Please count the lines in the rows below that contain the string "door", treating uppercase and lowercase as different. Reply with the number alone.
* Start *
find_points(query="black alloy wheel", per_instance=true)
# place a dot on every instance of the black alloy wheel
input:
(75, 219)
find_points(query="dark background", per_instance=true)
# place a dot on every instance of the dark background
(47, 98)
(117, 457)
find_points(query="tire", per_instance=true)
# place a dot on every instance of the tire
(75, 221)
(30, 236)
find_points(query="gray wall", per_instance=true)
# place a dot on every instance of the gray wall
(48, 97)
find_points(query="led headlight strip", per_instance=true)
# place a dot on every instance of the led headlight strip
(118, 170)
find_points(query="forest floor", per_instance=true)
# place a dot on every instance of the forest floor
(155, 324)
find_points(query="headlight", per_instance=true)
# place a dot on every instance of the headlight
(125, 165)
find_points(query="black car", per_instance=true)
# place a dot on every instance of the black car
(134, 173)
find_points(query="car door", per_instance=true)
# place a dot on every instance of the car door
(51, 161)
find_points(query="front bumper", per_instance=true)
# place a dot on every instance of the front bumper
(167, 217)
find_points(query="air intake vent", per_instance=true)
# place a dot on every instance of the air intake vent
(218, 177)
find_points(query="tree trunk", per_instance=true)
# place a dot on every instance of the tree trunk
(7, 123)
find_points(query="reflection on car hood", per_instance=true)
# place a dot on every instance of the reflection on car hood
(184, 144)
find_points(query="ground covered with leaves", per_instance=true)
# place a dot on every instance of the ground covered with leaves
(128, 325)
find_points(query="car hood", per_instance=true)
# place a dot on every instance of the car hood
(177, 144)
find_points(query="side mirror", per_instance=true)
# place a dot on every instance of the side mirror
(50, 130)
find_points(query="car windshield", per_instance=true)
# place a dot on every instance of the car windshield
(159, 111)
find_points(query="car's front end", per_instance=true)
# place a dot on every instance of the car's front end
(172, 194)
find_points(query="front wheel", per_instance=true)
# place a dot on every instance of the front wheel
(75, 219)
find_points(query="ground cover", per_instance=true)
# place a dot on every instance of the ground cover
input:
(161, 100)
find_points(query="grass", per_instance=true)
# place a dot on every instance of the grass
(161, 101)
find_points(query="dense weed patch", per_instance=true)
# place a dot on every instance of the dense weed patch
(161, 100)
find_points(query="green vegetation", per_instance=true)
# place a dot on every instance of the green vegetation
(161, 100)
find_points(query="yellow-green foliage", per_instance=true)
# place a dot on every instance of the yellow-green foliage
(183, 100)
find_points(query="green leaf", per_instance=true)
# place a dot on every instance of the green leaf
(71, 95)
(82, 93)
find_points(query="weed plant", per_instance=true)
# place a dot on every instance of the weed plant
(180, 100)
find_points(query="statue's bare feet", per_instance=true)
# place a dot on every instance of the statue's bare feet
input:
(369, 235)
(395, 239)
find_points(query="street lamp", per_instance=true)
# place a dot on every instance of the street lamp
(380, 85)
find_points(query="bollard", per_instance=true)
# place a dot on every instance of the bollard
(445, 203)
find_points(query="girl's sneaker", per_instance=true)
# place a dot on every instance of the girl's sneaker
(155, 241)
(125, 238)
* End *
◆ **TASK OUTPUT**
2